[[ Extracted entries open ]]

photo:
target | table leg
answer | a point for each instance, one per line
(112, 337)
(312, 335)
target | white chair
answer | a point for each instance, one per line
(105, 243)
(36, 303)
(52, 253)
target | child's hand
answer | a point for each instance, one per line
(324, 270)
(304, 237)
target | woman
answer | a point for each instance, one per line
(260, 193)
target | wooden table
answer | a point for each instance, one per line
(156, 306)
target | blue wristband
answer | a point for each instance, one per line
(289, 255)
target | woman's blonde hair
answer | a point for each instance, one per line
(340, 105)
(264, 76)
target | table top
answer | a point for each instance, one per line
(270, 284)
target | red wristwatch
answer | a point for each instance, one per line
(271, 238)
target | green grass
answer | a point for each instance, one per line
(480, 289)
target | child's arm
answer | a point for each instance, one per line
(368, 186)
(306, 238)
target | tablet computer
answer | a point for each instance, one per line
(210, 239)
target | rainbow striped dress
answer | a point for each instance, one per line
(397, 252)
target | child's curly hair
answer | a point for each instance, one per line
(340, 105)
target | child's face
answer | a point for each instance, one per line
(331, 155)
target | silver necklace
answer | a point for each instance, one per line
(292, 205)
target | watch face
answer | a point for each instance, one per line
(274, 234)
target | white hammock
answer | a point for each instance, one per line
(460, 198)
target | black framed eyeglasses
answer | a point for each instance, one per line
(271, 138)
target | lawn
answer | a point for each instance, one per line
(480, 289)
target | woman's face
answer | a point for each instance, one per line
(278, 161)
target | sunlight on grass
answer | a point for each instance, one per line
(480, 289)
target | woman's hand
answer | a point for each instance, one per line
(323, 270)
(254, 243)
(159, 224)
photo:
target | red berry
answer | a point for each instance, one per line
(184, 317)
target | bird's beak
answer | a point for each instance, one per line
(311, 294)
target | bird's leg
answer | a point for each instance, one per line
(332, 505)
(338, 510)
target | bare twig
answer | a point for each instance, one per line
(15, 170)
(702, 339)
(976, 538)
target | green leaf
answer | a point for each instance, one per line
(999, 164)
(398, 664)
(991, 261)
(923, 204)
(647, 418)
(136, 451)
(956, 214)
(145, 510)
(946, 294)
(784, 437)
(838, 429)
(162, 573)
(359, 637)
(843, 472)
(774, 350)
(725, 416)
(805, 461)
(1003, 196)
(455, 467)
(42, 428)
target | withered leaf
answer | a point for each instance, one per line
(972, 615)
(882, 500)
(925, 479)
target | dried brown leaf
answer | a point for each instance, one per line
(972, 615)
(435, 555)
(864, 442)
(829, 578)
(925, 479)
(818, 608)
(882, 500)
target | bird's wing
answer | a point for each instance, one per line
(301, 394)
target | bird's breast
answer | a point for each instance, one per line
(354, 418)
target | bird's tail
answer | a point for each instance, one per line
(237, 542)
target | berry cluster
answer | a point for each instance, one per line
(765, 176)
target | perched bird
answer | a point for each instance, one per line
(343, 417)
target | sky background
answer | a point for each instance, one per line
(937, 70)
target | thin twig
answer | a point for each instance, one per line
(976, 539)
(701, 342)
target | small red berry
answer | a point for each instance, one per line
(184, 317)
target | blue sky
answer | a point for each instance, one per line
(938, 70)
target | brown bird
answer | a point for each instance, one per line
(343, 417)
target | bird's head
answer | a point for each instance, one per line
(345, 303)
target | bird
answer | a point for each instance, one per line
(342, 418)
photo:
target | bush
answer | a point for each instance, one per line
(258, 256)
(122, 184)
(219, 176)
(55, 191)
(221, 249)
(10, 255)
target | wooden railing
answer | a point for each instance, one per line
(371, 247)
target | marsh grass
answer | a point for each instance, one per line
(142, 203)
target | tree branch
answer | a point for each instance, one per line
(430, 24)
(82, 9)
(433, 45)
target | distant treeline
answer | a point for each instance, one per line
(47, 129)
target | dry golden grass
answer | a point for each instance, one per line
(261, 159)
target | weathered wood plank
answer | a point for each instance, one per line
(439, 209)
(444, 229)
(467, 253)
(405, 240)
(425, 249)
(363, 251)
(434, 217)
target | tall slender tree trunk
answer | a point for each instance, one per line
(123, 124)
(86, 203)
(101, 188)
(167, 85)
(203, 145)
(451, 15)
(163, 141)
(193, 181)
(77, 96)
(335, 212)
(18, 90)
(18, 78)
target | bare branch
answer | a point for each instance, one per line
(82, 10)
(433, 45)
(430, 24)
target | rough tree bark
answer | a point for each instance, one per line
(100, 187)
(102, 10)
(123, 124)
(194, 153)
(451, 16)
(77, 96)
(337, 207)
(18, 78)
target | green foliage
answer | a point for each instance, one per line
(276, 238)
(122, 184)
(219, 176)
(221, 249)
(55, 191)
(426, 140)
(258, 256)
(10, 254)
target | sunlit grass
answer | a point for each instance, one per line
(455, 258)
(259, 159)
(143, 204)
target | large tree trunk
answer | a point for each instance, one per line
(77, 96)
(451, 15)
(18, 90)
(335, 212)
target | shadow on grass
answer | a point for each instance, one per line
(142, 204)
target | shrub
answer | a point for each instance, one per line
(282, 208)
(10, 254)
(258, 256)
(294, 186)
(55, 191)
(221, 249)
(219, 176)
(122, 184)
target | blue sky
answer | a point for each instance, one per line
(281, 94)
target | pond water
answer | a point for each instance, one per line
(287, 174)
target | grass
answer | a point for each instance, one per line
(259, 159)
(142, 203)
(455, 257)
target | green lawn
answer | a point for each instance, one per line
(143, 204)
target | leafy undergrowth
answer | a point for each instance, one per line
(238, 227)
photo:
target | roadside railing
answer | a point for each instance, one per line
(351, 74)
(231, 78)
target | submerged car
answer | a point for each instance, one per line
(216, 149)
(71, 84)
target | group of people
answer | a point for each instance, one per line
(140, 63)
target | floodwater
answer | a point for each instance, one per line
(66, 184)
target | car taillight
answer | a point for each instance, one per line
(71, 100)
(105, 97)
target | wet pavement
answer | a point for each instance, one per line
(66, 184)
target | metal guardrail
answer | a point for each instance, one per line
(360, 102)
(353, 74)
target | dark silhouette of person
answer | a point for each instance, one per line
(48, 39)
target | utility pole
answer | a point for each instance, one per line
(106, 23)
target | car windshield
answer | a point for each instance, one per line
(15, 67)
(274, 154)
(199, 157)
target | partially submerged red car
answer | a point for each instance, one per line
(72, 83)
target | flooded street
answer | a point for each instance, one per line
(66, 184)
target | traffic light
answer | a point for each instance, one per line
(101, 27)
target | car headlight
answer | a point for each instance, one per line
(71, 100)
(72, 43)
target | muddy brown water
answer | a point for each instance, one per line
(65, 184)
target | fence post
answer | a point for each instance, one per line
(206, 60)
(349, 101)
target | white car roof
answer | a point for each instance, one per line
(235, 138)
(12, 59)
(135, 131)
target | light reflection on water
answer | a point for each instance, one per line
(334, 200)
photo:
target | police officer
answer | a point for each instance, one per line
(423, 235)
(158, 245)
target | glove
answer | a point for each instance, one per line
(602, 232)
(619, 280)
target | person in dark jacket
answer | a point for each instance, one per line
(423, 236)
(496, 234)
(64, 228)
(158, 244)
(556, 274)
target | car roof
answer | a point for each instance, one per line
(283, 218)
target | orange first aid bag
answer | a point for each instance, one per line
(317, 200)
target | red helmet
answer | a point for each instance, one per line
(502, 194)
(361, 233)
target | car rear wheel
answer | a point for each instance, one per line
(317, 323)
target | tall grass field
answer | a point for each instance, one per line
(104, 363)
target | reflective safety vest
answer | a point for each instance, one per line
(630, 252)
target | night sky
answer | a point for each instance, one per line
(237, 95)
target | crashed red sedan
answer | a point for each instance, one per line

[[ Extracted entries closed ]]
[[ Extracted entries open ]]

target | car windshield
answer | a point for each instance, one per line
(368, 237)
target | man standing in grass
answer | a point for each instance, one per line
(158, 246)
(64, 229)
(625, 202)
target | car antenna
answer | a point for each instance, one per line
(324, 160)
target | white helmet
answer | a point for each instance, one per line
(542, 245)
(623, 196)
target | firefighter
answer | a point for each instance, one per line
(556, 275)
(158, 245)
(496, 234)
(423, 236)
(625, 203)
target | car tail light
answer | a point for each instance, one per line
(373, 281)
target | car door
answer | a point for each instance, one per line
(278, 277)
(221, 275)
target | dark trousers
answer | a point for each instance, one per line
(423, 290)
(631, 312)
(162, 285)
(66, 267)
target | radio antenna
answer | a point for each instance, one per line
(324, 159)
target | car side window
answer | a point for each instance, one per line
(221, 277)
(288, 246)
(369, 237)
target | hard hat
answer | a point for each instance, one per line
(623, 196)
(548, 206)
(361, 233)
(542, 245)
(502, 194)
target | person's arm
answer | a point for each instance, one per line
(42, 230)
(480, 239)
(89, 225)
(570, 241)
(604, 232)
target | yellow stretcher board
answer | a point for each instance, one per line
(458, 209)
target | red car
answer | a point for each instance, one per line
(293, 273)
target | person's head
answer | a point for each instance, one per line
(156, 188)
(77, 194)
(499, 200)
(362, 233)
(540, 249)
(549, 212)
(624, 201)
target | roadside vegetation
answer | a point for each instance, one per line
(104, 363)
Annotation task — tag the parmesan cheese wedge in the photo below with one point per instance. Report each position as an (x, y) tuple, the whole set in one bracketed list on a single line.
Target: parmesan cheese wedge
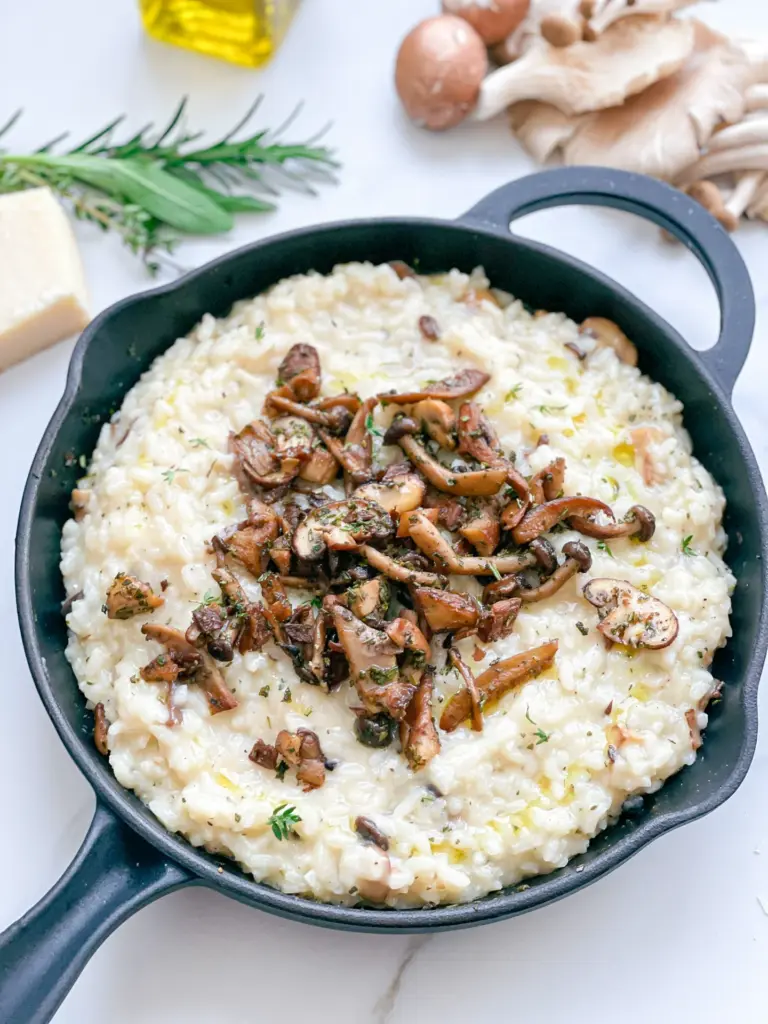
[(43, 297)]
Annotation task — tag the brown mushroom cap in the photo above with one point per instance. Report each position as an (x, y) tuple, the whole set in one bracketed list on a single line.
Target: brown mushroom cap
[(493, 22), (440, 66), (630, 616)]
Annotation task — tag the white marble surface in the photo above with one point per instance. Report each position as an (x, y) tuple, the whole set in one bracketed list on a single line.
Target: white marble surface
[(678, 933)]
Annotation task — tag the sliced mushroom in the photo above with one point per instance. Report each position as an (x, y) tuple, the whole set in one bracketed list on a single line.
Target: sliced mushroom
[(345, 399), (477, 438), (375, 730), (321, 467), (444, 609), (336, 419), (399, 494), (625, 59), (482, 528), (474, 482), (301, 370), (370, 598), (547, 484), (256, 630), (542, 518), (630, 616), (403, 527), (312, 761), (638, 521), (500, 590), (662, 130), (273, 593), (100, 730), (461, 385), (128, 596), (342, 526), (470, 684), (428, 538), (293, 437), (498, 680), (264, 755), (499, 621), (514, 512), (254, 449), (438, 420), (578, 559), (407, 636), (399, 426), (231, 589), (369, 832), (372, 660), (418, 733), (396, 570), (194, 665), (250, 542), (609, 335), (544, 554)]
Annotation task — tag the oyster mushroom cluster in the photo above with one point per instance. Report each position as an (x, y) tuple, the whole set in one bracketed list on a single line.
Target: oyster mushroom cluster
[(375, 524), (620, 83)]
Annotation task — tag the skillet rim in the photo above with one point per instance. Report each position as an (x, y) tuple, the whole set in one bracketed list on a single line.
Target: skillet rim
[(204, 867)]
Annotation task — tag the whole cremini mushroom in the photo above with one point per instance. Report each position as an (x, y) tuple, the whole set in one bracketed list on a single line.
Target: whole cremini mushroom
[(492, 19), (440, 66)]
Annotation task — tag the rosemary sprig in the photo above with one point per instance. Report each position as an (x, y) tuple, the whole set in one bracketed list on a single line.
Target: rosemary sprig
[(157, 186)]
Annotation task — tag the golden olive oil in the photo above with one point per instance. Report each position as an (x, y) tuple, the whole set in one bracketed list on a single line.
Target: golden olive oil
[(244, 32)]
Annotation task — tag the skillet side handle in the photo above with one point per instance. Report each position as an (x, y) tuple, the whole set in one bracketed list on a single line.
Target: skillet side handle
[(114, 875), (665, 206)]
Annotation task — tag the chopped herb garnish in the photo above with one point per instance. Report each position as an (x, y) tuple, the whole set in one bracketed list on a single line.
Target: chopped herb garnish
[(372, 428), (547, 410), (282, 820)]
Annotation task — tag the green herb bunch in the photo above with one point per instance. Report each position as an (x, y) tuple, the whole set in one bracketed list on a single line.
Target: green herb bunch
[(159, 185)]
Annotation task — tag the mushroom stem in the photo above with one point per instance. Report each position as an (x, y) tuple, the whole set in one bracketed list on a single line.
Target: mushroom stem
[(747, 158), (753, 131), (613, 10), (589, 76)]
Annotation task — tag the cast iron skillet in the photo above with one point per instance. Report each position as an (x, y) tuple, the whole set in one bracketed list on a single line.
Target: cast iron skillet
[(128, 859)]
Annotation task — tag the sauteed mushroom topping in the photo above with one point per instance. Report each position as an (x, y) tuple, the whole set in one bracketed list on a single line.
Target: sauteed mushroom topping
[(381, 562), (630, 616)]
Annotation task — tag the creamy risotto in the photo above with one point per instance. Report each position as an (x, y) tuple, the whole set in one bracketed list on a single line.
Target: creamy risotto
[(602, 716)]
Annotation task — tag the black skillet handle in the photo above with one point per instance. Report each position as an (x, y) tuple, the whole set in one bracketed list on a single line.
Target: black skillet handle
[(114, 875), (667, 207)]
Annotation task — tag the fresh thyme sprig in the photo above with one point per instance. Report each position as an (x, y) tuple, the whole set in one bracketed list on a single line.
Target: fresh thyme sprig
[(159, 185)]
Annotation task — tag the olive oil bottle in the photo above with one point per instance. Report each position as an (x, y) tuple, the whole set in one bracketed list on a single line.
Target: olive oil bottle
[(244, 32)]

[[ Extracted entries closed ]]

■ What the exercise asks ■
A single figure is required: the number of lines above in which the string "roadside" appears.

■ Solution for this exercise ■
2